== TASK REQUIREMENTS ==
Exclude the pictures and reproduce the remaining data exactly as written.

◆ ◆ ◆

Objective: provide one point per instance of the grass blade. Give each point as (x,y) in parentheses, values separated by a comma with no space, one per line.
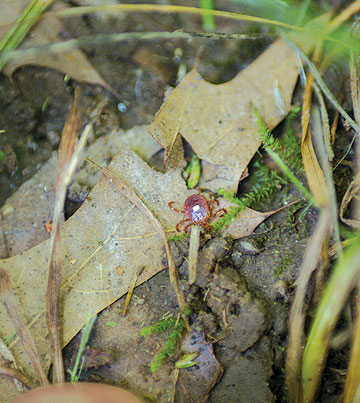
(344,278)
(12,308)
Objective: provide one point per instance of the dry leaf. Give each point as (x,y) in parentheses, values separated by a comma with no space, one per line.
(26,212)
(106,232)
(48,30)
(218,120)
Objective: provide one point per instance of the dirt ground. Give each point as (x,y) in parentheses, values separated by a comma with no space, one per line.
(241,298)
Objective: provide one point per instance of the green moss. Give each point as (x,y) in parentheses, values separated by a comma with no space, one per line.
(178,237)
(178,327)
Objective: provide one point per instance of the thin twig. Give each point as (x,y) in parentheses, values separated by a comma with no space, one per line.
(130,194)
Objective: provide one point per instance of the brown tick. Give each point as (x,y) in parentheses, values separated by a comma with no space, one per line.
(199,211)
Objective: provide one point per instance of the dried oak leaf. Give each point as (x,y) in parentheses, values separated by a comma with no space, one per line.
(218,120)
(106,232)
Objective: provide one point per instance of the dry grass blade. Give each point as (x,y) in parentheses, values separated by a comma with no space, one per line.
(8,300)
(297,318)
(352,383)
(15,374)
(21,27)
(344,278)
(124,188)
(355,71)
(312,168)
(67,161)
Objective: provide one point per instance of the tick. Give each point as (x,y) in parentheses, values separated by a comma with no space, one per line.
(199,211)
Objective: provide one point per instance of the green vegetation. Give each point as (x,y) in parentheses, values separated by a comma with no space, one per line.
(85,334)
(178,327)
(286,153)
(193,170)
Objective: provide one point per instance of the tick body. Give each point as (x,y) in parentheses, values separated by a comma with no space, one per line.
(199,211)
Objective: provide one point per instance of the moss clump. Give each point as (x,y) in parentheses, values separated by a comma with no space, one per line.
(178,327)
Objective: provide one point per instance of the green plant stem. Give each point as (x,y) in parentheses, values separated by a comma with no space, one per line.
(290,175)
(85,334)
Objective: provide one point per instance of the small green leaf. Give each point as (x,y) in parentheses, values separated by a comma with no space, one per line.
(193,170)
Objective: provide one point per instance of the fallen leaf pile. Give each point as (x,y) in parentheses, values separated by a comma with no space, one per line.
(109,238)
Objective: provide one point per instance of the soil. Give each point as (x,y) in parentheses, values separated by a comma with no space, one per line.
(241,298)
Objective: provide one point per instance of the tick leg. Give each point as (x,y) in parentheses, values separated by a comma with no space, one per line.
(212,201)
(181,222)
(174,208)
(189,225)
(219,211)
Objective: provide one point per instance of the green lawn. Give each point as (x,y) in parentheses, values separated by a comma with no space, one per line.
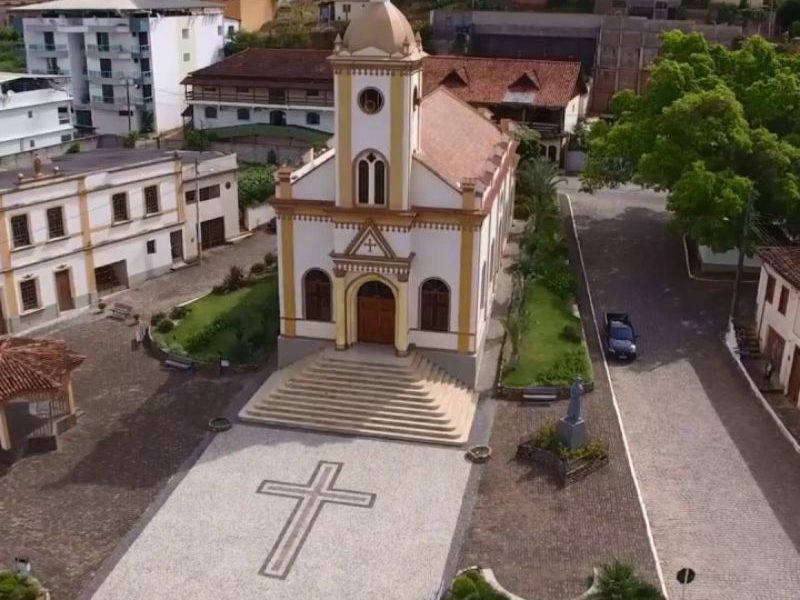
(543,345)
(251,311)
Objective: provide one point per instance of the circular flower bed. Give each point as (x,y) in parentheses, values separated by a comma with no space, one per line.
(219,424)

◆ ◆ ◆

== SOLUTION TO THIS PROBLEM ==
Objective: provide one point per instance of the grass blade. Give each point as (x,y) in parentheses, values separated by a comma with no space, one per line.
(344,278)
(12,308)
Objective: provide one point per instance of the dry leaf. Give each point as (x,y) in parentheses, values separated by a comma with no space, one per line.
(26,212)
(106,232)
(48,30)
(218,120)
Objective: provide one point per instance of the dirt ground. Give each point as (x,y) in parentheses, values separated by a comma with no space, one per line.
(241,298)
Objective: provide one point per instance of the green moss. Give each point as (x,y) in parentheses, values separated by a comma with no space, one per line.
(178,237)
(178,327)
Objective: provide one point per instance of the thin twig. Give each point as (x,y) in parentheses, values separated by a comma with no space, one per line.
(130,194)
Objective: provide one point per instance of the brown tick. Give each point as (x,y) in parentheses, values separated by a comma with no space, one per line.
(199,211)
Objective: provide one point per instance of the dried oak leaf. Give each point as (x,y) in parentheses, values separated by a comma with no space, one per line.
(218,120)
(106,232)
Objective: provide one point per instance of the dry grass blade. Give each point as (x,y) in parentheses, values separated by a comma with no space, one per line.
(8,300)
(297,318)
(352,383)
(15,374)
(21,27)
(344,278)
(124,188)
(355,71)
(312,168)
(67,161)
Objective: provide one point per instance of the tick. Give each point as (x,y) in parentheses, values separated by a comma with no space, one per line.
(199,211)
Objective: provide one point per instance of the green vegetation. Give each point as (x,y) in parentheses, values separated by a comma with no space, one per line.
(85,334)
(178,327)
(286,153)
(193,170)
Objective: provide one point per instance of the tick body. Give each point as (x,y) in parentheses, values separated by a comma with no space, one per line.
(199,211)
Objective: provide one point per instance of the moss clump. Give each point as (x,y) in parentheses, values separated by a comma with no space, one per line.
(178,327)
Objective: provide one point per instance of the green plant stem. Give each point as (x,y) in parentheses, values separated by a comma with no space, one per line.
(290,175)
(85,334)
Objective: provide one point per instance of the small green leaf. Give each point as (x,y) in parentheses, values separated by a comma with no space, one per line.
(193,170)
Objective: provide one point per instance of the fallen leaf pile. Give each point as (x,y) in parentheses, values separated by a comma with no space, one per line.
(109,238)
Objective: provide one point per instance of the soil. Give each point as (x,y) in parentheses, values separated by a comma with no space, one per line.
(241,298)
Objective: provide one point per instance of the tick leg. Give each point as (x,y) in parentheses, values separated by a comma with no space, one per line.
(212,201)
(181,222)
(174,208)
(189,225)
(219,211)
Objective: provide one point per instance of the green lawn. Give each point as (x,y) in parentheses, values separated by a comma with no space, one per line.
(543,345)
(251,311)
Objective: provide one point per instance of the circular flower bed. Give each point as (x,y) in parentheses, values separated by a comma with no space, one per line.
(219,424)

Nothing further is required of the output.